Attention mechanism for computer vision

Attention mechanism aims to enhance the ability of neural networks in judging the importance of feature information, and currently Squeeze-and-Excitation (SE)33, CBAM34, are mainly used in the field of computer vision. However, SE only considers weighting the importance of each channel by modelling the dependency between channel information, and ignores the importance of positional information. CBAM does not capture the importance of spatial information through the use of a large-size kernel of convolution to introduce spatial information encoding on top of the channel information, but this approach can only capture the local information and not the information of long range dependencies. Based on the limitations of the above study, Coordinate Attention (CA)12 is proposed to decompose the 2D global pooling into one-dimensional coding in two spatial directions for obtaining position information and channel relationships, respectively.

OCC-YOLOX Algorithm

Deformable convolution

When conventional convolution is modelling image features, the receptive fields are all regular adjacent rectangles with limited geometric variation capability. However, the location and shape of the occluded targets cannot be predicted, requiring algorithms with the ability to adaptively perceive the target region and adjust the receptive fields. Deformable Convolutional Networks (DCN)35,36 provides an adaptive learnable offset for increasing spatial sampling points, enabling the network to have adaptive modelling capability. The deformation process can be described by Eq. (1).

$$y\left( {{p_0}} \right)=\sum\limits_{{n=1}}^{N} {{\omega _n}} \times x\left( {p+{p_n}+\Delta {p_n}} \right) \times \Delta {m_n}$$
(1)

Where: \(\:\varDelta\:{m}_{n}\) denotes the modulation scalar, and \(\:\varDelta\:{m}_{n}\) is the sigmoid normalized modulation term allowing for more efficient feature level range control. \(\:{p}_{0}\) is the pixel of the output feature, \(\:\varDelta\:{p}_{n}\) denotes the offset position in \(\:x\), \(\:{\omega\:}_{n}\) is the convolution weight, and \(\:{p}_{n}\) enumerates the position in \(\:x\), which can be expressed as Eq. (2). The sampling position of each sample point is affected by summing the offsets of each convolution position.

$${p_n} \in R=\{ ( - 1, - 1),( - 1,0), \ldots ,(0,1),(1,1)\}$$
(2)

Deformable convolution uses learnable offsets to describe target feature orientations, allowing the network’s sense field to be not limited to a fixed range and more flexible to adapt to changes in target geometry. As a result, DCNs are more conducive to adequate detection of complex scenes. Although DCNs do not bring significant extra computation, the application of a large number of DCNs increases the algorithm inference time. Therefore, in order to balance the inference efficiency and detection accuracy, this paper replaces the standard 3 × 3 convolution in the FEAT3 layer of the backbone network, and adaptively changes the convolution kernel sampling position through the offset, and the offset process is shown in Fig. 2, which effectively adapts to the shape of the occluded target.

Fast SPP spatial pyramid pooling

YOLOX-s applies the Spatial Pyramid Pooling Structure (SPP) in the backbone network. The SPP takes the feature map through three different sizes of maximum pooling kernels of 5 × 5, 9 × 9, and 13 × 13 for feature extraction and then aggregation, which efficiently enlarges the sensory field of the network.

○ ○ ○ ○ ○

## WHAT TO DO
[A] In the passage on the OCC-YOLOX algorithm, substitute "hidden targets" for "occluded targets" and write out everything from "When conventional convolution" down to "described by Eq. (1).".
[B] Resume the passage on the OCC-YOLOX algorithm from the point where it stops.

(Contour labeling items)

○ ○ ○ ○ ○

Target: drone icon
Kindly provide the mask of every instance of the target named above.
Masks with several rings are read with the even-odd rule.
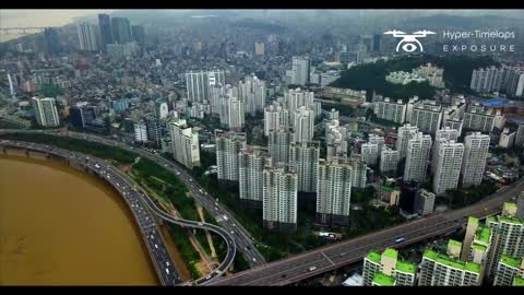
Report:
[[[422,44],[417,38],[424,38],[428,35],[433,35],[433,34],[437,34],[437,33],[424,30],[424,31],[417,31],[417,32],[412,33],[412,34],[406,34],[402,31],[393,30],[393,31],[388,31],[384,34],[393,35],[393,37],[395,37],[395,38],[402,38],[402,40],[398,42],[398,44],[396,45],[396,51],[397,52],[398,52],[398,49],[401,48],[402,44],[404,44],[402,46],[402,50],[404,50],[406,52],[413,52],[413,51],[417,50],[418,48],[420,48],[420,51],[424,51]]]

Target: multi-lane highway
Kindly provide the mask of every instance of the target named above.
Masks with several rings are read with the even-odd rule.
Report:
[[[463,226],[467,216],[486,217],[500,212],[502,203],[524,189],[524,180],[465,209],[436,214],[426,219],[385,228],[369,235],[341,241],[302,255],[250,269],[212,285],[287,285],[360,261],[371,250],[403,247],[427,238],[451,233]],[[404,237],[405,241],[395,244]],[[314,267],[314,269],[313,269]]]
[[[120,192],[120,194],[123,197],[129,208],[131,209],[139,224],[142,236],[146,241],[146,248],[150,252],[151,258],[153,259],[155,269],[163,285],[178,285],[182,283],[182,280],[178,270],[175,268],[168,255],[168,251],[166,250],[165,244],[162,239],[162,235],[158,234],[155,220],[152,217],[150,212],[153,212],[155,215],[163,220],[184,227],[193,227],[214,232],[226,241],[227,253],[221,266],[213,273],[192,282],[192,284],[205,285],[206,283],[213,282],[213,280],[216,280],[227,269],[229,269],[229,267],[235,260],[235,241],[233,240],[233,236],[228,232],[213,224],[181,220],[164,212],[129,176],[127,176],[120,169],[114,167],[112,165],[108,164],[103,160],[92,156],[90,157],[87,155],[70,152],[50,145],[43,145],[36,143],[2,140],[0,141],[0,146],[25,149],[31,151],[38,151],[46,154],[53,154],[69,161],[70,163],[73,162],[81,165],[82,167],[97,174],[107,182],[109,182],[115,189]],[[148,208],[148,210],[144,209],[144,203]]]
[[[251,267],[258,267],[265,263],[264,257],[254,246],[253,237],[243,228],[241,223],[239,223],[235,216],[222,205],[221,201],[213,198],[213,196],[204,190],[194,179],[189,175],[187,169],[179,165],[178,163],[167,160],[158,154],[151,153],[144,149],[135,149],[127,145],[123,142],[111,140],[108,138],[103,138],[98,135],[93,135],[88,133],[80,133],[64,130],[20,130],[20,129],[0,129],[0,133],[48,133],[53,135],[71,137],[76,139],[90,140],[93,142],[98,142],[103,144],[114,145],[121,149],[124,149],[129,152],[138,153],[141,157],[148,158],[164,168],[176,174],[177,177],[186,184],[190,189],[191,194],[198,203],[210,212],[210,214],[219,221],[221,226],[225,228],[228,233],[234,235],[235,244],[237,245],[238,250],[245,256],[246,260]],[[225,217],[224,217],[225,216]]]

○ ○ ○ ○ ○

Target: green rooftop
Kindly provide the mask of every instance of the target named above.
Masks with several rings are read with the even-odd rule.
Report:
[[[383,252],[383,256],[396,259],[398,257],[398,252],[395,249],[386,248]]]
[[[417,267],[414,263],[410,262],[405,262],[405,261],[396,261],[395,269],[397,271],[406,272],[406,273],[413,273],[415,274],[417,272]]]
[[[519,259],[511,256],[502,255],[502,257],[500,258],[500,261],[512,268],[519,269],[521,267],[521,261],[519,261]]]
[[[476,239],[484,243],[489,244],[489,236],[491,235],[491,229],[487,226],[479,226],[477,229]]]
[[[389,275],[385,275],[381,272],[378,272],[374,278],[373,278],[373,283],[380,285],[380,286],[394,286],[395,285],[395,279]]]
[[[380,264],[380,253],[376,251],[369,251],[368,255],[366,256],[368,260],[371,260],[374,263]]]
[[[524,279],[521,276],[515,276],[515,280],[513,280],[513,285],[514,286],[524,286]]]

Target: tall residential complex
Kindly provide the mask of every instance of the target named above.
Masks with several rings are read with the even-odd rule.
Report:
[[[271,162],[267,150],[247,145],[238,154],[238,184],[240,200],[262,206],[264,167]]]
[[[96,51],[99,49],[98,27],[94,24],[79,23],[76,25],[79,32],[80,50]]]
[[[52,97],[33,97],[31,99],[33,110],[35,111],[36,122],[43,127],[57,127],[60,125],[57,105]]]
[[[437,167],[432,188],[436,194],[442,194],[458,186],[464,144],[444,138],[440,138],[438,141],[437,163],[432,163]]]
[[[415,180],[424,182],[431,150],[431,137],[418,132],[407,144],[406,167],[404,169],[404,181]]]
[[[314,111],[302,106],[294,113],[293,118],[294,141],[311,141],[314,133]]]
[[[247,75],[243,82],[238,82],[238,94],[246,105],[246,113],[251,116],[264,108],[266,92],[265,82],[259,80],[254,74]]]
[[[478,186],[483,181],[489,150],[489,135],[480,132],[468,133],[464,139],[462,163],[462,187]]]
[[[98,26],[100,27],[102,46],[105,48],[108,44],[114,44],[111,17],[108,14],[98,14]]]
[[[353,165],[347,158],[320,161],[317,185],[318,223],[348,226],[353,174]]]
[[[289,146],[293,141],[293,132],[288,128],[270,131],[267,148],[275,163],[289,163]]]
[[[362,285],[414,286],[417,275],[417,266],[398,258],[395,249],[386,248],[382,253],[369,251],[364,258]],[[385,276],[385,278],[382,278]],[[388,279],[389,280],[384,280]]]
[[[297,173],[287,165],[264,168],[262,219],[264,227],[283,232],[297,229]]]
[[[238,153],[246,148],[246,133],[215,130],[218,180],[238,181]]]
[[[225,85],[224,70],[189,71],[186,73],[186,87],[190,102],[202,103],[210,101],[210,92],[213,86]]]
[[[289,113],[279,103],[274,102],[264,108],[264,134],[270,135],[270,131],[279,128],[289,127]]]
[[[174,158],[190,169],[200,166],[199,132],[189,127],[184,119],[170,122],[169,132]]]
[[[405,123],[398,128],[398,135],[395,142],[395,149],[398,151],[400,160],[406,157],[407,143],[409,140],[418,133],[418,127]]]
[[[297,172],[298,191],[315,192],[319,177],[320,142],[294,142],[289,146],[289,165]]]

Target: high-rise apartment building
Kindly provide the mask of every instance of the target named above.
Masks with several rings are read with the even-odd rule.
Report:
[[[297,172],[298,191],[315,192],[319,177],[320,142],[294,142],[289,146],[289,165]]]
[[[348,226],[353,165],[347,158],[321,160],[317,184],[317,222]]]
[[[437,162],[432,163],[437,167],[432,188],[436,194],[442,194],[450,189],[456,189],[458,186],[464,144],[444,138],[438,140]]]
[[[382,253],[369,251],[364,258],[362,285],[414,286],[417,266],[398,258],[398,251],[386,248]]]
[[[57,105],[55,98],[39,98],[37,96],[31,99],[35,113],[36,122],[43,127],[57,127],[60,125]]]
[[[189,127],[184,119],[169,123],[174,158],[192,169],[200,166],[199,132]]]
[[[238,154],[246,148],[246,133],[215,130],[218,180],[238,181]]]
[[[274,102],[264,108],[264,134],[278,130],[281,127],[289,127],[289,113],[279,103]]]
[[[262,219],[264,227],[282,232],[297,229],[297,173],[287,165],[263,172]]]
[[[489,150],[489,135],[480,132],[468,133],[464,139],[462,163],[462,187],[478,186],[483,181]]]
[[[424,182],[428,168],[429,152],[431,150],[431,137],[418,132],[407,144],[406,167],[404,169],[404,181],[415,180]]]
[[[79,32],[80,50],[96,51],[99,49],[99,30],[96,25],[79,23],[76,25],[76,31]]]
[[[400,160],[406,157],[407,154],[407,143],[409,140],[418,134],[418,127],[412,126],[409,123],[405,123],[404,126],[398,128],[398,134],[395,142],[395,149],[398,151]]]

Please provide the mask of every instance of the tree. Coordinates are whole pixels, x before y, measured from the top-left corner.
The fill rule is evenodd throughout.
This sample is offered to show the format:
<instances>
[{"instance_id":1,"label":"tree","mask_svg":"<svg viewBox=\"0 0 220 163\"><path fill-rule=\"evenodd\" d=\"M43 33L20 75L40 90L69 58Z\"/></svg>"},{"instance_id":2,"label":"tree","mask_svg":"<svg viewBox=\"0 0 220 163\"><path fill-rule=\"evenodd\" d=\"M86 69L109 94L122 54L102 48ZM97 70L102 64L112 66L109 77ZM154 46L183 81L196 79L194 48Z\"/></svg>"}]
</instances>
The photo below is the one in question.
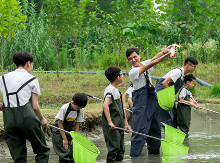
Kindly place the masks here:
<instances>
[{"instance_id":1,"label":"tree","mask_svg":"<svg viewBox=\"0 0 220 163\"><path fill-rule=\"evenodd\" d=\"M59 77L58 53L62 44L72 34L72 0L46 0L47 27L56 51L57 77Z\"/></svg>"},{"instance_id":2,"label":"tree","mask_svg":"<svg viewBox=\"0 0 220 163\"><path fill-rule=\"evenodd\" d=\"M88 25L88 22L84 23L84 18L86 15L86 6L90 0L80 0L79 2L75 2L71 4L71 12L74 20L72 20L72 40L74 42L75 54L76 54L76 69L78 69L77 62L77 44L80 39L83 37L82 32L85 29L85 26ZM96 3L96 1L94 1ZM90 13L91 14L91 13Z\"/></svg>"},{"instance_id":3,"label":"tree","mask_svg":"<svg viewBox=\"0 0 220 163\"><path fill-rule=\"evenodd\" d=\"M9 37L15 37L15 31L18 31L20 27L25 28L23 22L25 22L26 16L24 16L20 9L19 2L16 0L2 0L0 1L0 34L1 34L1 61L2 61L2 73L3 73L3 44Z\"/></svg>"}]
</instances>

○ ○ ○ ○ ○

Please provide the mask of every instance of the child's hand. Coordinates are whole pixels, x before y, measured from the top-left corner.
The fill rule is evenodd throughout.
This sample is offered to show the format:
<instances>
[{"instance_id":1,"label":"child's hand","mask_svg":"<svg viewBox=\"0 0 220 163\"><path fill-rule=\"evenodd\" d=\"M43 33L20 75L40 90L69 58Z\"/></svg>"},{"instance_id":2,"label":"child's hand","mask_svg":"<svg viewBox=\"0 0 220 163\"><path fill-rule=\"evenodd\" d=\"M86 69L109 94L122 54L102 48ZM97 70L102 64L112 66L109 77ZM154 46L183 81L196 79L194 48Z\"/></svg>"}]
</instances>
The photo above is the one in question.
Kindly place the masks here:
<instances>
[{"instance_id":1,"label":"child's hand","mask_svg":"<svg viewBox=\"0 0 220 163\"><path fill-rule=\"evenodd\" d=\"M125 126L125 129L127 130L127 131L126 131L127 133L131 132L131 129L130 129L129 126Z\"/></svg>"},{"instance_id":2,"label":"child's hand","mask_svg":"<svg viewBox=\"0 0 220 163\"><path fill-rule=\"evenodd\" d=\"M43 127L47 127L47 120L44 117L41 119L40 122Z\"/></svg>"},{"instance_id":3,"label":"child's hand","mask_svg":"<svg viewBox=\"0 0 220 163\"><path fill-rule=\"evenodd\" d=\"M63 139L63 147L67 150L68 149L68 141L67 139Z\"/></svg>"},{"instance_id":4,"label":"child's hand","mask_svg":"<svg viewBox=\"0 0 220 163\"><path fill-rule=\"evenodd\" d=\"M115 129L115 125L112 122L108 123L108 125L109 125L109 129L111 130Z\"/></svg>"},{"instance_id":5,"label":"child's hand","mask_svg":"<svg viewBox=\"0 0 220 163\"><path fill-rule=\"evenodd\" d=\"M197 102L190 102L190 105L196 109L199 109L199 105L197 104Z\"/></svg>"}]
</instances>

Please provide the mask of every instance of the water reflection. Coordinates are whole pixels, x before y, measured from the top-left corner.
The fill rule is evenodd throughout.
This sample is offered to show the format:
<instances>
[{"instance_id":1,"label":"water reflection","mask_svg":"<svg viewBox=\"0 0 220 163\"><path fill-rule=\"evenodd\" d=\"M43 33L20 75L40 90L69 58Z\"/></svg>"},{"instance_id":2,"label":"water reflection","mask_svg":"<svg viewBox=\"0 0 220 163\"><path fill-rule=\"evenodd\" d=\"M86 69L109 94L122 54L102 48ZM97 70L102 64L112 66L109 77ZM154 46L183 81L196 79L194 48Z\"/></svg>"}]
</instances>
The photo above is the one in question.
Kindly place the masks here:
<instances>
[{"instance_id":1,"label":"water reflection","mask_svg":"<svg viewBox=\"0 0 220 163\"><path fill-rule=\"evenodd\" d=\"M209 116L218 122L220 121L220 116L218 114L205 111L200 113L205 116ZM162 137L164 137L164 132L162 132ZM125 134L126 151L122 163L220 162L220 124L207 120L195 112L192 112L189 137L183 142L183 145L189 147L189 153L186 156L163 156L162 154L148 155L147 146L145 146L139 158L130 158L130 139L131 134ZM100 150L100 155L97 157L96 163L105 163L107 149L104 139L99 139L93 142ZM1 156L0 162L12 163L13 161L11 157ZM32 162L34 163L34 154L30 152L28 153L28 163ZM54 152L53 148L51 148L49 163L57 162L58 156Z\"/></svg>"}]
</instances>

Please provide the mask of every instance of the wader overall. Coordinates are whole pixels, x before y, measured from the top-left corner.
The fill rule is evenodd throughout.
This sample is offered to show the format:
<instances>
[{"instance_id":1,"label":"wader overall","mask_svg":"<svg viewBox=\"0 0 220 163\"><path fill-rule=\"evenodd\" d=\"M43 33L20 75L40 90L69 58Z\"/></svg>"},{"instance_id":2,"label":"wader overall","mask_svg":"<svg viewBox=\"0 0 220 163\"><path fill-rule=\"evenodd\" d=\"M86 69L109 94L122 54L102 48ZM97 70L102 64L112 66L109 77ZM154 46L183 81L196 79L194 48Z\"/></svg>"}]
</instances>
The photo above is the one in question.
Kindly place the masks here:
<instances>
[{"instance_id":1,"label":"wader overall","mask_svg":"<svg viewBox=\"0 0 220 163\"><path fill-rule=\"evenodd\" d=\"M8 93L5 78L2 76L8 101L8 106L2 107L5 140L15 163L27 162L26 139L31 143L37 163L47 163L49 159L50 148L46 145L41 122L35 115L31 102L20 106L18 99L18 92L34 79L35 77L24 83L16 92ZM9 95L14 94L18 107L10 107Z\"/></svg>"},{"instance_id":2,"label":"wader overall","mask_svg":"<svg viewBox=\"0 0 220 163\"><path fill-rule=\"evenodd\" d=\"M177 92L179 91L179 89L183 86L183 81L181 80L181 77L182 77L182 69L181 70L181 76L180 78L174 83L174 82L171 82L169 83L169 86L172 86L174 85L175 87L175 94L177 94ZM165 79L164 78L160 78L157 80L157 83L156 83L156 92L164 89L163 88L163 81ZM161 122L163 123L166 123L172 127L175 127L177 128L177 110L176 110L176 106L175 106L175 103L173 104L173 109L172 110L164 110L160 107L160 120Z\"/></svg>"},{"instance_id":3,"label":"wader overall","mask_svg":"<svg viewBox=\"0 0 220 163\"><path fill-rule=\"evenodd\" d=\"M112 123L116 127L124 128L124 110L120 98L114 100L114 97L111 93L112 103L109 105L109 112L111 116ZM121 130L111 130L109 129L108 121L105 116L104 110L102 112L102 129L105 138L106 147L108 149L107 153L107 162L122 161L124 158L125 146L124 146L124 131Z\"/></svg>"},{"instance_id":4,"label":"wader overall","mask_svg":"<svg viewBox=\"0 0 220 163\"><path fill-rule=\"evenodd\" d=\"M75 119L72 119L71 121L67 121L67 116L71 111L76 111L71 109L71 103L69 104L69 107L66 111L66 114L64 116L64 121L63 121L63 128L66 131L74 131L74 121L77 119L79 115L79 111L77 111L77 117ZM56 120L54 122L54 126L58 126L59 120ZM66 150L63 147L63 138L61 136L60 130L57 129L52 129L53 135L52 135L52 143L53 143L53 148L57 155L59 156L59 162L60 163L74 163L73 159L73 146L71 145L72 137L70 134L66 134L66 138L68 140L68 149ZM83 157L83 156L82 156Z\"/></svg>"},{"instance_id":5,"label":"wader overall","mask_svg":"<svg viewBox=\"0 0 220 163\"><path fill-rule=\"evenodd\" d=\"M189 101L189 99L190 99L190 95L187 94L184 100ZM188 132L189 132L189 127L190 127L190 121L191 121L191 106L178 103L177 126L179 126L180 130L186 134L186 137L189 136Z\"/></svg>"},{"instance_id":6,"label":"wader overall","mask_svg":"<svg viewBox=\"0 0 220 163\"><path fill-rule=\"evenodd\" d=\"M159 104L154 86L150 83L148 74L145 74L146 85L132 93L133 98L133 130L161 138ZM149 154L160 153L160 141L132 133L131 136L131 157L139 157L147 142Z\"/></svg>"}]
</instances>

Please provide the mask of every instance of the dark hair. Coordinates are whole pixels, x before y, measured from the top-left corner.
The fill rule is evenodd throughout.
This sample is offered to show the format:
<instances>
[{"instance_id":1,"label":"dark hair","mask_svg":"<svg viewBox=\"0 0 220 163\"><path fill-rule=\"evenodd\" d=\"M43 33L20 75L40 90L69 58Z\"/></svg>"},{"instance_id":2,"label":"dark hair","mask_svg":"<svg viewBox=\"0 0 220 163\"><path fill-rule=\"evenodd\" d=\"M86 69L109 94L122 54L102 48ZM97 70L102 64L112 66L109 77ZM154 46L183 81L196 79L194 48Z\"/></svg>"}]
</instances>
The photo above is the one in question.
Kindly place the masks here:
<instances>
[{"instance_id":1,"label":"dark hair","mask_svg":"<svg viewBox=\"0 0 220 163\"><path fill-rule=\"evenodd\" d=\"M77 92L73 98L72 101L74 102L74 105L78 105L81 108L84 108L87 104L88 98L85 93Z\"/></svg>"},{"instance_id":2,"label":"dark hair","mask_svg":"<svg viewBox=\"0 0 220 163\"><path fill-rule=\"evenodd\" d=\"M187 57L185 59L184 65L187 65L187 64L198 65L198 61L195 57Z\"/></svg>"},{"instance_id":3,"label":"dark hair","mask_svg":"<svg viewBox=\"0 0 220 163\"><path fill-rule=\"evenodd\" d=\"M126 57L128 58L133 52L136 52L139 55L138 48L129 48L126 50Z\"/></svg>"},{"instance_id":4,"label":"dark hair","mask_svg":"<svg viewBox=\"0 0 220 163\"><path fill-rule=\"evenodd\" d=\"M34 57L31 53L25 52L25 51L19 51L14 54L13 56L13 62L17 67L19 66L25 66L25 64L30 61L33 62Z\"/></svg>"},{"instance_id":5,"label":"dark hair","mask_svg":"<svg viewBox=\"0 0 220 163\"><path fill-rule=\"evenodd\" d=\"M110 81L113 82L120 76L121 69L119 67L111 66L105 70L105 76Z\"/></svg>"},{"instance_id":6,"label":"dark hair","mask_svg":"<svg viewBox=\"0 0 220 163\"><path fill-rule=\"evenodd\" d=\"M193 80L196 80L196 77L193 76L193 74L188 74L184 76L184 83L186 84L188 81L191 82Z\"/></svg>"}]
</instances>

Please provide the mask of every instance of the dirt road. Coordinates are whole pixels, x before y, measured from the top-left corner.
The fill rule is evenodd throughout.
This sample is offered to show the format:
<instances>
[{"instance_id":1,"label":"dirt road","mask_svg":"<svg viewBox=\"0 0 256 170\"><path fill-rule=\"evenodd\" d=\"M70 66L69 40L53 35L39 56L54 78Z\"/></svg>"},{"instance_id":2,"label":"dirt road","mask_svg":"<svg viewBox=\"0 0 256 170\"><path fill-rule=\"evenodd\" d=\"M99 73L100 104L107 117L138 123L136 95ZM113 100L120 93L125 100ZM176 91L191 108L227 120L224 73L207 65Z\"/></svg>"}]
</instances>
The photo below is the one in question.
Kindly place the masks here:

○ ○ ○ ○ ○

## FINAL ANSWERS
[A]
When conventional convolution is modelling image features, the receptive fields are all regular adjacent rectangles with limited geometric variation capability. However, the location and shape of the hidden targets cannot be predicted, requiring algorithms with the ability to adaptively perceive the target region and adjust the receptive fields. Deformable Convolutional Networks (DCN)35,36 provides an adaptive learnable offset for increasing spatial sampling points, enabling the network to have adaptive modelling capability. The deformation process can be described by Eq. (1).

[B]
However, the use of multilayer concatenated convolutional kernels of different sizes would greatly enhance the computational difficulty and affect the detection speed of the algorithm. Therefore, the FAST SPP structure is utilized for replacement in the backbone network of OCC-YOLOX, and the FAST SPP structure model is shown in Fig. 3. Compared with the SPP structure, FAST SPP calculates three convolutional kernels as 5 × 5 pooling layers in series, so that the output of each pooling will become the input of the next pooling, and aggregates the features under different scales of the same feature map, which improves the utilization rate of the network parameters and reduces the difficulty of the operation.

Fig. 2
figure 2

Deformable convolution offset effect.

Fig. 3
figure 3

FAST SPP structural model.

Coordinate attention network

The CA attention module is shown in Fig. 4, where given the inputs two spatial ranges of the pooling and are used to encode each channel along the horizontal and vertical coordinates, respectively. encoding. Therefore, the output of the cth channel with height of h can be formulated as Eq. (4):

$$Z_{c}^{h}(h)=\frac{1}{W}\sum\limits_{{0 \leqslant i \leqslant W}} {{x_c}} (h,i)$$
(3)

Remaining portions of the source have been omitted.